▸ **Belge bölümü**:
####################

Günde genellikte 2 veya 3 yakıt kanalında yakıt değişimi yapılmakta ve yakıt
değiştirme işlemleri yaklaşık 2.5 saat sürmektedir. Reaktördeki bir
simülatör, yakıtların yanma durumunu hesaplamakta ve bir uzman bilgisayar
yazılım sistemi hangi yakıt kanallarında yakıt değişimi yapılması
gerektiğini günlük olarak belirlemektedir.
PHWR reaktörlerinin bazı kendilerin has avantajları bulunmaktadır. En önemli
avantajı doğal uranyum kullanması, yakıtın zenginleştirme gerektirmemesi ve
yakıt imalatının nispeten kolay olmasıdır. Diğer iyi özelliği tam güçte
çalışırken yakıt değiştirme yapılabilmesi, yakıt değiştirmek için reaktörün
kapatılmasına ihtiyaç bulunmamasıdır.

####################

▸ **Görev girdileri**:
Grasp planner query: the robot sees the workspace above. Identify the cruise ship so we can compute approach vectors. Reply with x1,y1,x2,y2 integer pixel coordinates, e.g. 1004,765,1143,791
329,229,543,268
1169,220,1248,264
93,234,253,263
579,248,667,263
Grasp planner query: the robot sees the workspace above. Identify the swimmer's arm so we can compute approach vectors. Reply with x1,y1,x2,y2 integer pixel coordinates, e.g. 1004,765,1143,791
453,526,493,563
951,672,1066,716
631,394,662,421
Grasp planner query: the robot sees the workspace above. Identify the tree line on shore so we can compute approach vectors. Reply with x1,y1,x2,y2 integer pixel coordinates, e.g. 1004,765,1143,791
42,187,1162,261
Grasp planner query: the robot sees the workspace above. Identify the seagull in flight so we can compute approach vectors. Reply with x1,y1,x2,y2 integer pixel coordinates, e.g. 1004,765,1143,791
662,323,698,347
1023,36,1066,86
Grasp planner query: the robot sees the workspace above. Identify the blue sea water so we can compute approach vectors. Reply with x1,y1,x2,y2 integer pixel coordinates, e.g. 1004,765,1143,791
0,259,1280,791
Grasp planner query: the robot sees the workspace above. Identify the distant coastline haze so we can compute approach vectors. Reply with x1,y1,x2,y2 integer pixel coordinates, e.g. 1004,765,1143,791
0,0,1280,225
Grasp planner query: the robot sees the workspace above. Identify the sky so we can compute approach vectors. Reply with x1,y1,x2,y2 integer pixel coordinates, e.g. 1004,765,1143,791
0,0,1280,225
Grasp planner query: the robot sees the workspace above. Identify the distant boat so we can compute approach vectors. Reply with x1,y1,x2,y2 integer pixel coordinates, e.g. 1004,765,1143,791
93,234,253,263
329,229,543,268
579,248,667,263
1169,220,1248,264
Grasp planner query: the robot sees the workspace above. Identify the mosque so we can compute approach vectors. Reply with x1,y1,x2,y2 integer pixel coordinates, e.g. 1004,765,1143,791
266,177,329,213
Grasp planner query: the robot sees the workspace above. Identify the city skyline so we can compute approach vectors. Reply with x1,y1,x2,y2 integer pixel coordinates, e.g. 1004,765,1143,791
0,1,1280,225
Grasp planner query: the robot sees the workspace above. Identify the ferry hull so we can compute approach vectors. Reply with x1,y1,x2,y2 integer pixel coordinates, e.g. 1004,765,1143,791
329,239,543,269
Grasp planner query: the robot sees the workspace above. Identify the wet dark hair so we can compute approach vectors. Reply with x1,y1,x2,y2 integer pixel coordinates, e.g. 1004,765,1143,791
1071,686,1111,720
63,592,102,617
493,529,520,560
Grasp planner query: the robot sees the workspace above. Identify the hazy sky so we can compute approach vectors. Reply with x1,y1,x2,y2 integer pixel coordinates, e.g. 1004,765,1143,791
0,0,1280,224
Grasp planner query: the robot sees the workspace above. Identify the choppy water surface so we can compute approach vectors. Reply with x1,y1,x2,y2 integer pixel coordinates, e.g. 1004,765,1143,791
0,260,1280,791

####################

▸ **Görevler**:
a) PHWR reaktörleri hakkındaki metne göre yanıtla:
(i) Günde kaç yakıt kanalında yakıt değişimi yapılıyor?
(ii) Yakıt değiştirme işlemleri yaklaşık ne kadar sürüyor?
(iii) Yakıt değiştirmek için reaktörün kapatılması gerekiyor mu?
b) "water" dizesini içeren satırları bul ve her birini kopyala. Büyük-küçük harf ayrımı dikkate alınır.

▸ **Görev yanıtları**:
a)
(i) 2 veya 3 yakıt kanalında.
(ii) Yaklaşık 2.5 saat.
(iii) Hayır; yakıt değişimi reaktör tam güçte çalışırken yapılabiliyor.

b)
Grasp planner query: the robot sees the workspace above. Identify the blue sea water so we can compute approach vectors. Reply with x1,y1,x2,y2 integer pixel coordinates, e.g. 1004,765,1143,791
Grasp planner query: the robot sees the workspace above. Identify the choppy water surface so we can compute approach vectors. Reply with x1,y1,x2,y2 integer pixel coordinates, e.g. 1004,765,1143,791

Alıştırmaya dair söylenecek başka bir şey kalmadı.